Using the text on India's semiconductor mission, please explain in one to three sentences why it says the Micron facility in Sanand, Gujarat does not fabricate chips.

DOCUMENT TEXT:
Content starts

India imports over ₹5 lakh crore worth of semiconductors every year. The chip in your phone, your car, your electricity meter — made abroad, priced abroad, supplied on someone else's terms. When COVID broke global supply chains in 2020 and automobile factories froze because chips were unavailable, India suddenly understood what complete import dependence actually feels like. The response was the India Semiconductor Mission, launched in December 2021.
For 40 years policy after policy came and went not a single commercial chip fabrication facility was ever built
₹76,000 crore in subsidies. A 50% capital subsidy for any company willing to set up a facility. And a promise: India would become a global semiconductor hub. That promise has a history.
Tower Semiconductor had been proposing a chip fabrication facility in India since 2013. A decade passed. No ground was broken. The 2007 semiconductor policy had promised three fabrication facilities with ₹24,000 crore in investment.
The result was zero. The mission of 2021 was not India's first attempt. It was its latest one. "For 40 years, policy after policy came and went.
Not a single commercial chip fabrication facility was ever built." The story that followed the 2021 launch should have prompted harder questions than it did. In February 2022, Vedanta and Foxconn jointly announced a ₹19. 5 billion semiconductor joint venture at a ceremony in Gandhinagar.
Prime Minister Modi said it would create 1 lakh jobs. The IT Minister called it India's first foundry. The media called it a breakthrough. Seventeen months later, Foxconn pulled out.
Look carefully at what this joint venture actually was. Vedanta is a mining company — zinc, aluminium, oil. It had no track record in semiconductor manufacturing. Foxconn, brought in as the technology provider, is an assembly company, not a chip designer.
The attempt to license technology from ST Microelectronics failed — ST Micro refused to take an equity stake without proven technology in place. The subsidy approval was being questioned by the government's own cost estimates, according to Reuters. Foxconn had concerns about Vedanta's financial health. Credit rating agencies flagged it as credit negative.
There was no technology. There was no financial stability. There was no confirmed government approval. What existed was a beautifully produced announcement ceremony and a PowerPoint that briefly became national news.
"This joint venture had no technology, no financial stability, and no confirmed approval. It was industrial theatre — and it was presented as India's semiconductor future." Then came Micron. The American chip company was given a 70% capital subsidy to set up a facility in Sanand, Gujarat.
₹2. 75 billion investment. 5,000 jobs promised. Made-in-India chips, the headlines said.
What was not said: the Micron facility is an ATMP plant — Assembly, Testing, Marking, and Packaging. It does not fabricate chips. It packages chips that are fabricated elsewhere. This is a downstream, lower-value activity.
No core semiconductor intellectual property comes with it. No advanced technology transfer happens. Micron's actual chips are made by TSMC in Taiwan. India got the gift wrapping.
The taxpayer funded 70% of the wrapping paper.

Content ends

RECORDED DATA:
Content starts

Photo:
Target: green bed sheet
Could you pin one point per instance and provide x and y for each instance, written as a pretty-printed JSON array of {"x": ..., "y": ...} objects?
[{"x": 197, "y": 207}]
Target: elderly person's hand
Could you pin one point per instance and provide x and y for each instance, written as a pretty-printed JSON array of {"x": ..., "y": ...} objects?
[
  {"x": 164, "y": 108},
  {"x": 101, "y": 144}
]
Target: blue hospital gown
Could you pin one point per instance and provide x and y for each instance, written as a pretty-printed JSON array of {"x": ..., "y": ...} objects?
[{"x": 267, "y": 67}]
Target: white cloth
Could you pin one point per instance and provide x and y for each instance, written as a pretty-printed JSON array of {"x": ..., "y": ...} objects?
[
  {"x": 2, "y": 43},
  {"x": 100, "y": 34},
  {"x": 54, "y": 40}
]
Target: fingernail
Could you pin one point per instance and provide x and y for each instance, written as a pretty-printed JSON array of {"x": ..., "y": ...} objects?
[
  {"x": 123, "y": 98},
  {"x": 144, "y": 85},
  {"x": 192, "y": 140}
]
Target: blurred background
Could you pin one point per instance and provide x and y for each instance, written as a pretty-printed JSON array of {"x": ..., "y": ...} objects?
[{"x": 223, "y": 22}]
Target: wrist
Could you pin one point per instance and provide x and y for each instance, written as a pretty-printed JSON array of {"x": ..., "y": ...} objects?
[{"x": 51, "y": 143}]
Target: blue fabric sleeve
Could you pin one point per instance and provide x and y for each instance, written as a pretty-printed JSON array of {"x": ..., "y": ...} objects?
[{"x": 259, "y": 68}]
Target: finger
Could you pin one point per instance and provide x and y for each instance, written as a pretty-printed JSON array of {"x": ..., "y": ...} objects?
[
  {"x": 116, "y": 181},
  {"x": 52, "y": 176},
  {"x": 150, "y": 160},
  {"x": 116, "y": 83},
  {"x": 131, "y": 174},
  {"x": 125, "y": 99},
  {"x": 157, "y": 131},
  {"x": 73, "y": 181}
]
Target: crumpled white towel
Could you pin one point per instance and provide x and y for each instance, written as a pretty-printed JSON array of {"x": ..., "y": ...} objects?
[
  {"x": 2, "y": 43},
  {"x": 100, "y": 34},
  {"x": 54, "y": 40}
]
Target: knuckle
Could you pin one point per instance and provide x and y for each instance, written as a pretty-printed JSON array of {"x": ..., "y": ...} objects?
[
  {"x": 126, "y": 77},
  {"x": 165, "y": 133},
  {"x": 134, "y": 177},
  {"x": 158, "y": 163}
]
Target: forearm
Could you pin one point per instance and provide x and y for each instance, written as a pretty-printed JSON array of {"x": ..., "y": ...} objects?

Content ends

PROBLEM SOLUTION:
The Micron facility is an ATMP plant, meaning it does Assembly, Testing, Marking, and Packaging. It only packages chips that are fabricated elsewhere, since Micron's actual chips are made by TSMC in Taiwan.